● What to work on: Select every line of the rows below that contains the word "lake", and copy each such line in full. Treat case as significant.

● Excerpted data:
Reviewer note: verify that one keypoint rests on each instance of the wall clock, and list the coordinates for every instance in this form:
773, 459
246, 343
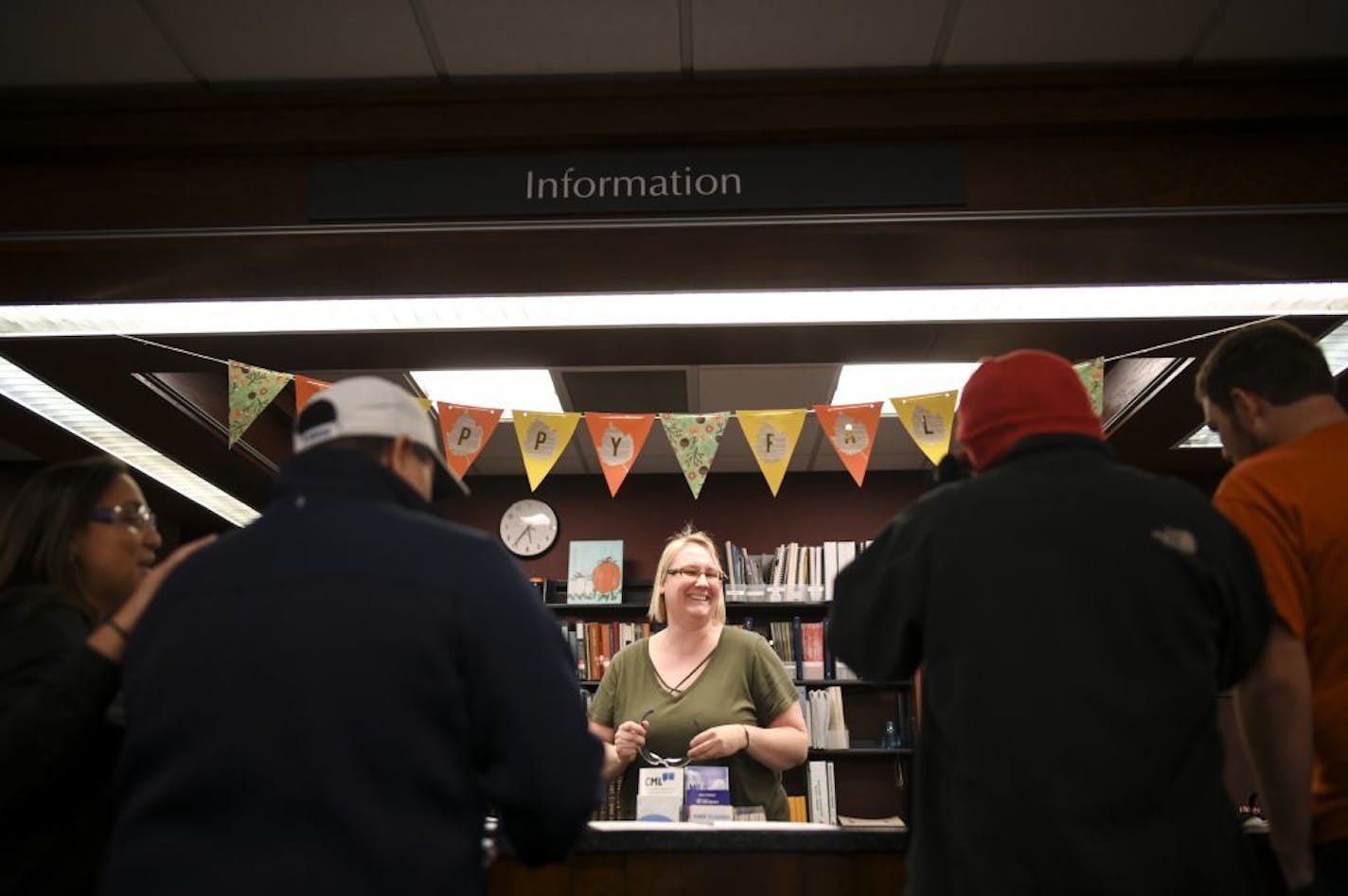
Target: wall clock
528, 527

...

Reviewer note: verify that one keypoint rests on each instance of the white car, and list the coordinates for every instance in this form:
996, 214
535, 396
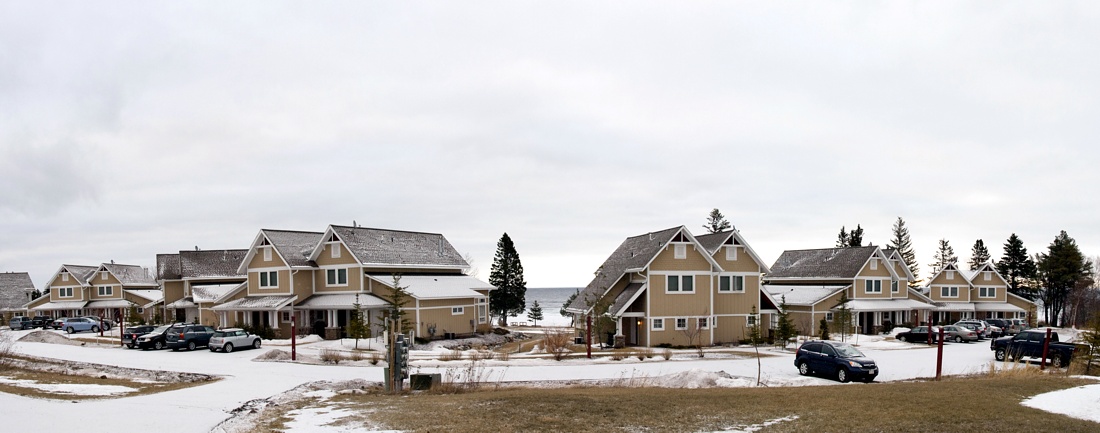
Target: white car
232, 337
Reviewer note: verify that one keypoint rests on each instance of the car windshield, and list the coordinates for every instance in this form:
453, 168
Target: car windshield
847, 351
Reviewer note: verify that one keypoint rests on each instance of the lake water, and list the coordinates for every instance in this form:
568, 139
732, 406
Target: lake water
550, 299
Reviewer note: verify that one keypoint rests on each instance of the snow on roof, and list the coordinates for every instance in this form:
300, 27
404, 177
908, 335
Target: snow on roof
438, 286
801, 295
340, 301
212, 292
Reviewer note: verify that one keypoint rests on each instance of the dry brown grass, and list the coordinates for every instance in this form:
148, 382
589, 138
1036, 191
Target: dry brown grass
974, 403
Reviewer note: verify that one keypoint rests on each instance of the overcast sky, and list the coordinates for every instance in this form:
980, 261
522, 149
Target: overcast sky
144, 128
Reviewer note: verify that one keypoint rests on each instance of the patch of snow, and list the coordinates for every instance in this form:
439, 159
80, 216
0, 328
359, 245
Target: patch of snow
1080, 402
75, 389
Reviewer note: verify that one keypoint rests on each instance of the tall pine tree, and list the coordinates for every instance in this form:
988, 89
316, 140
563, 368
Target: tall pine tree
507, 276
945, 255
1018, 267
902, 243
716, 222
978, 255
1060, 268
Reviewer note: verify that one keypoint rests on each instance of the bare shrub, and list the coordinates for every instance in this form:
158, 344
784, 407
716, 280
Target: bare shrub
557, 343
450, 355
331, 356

● Response to the exercise:
Reviewer note: verify that one keypoint rests on each instance of the lake water, and list the coordinates for every instance in this form:
Target: lake water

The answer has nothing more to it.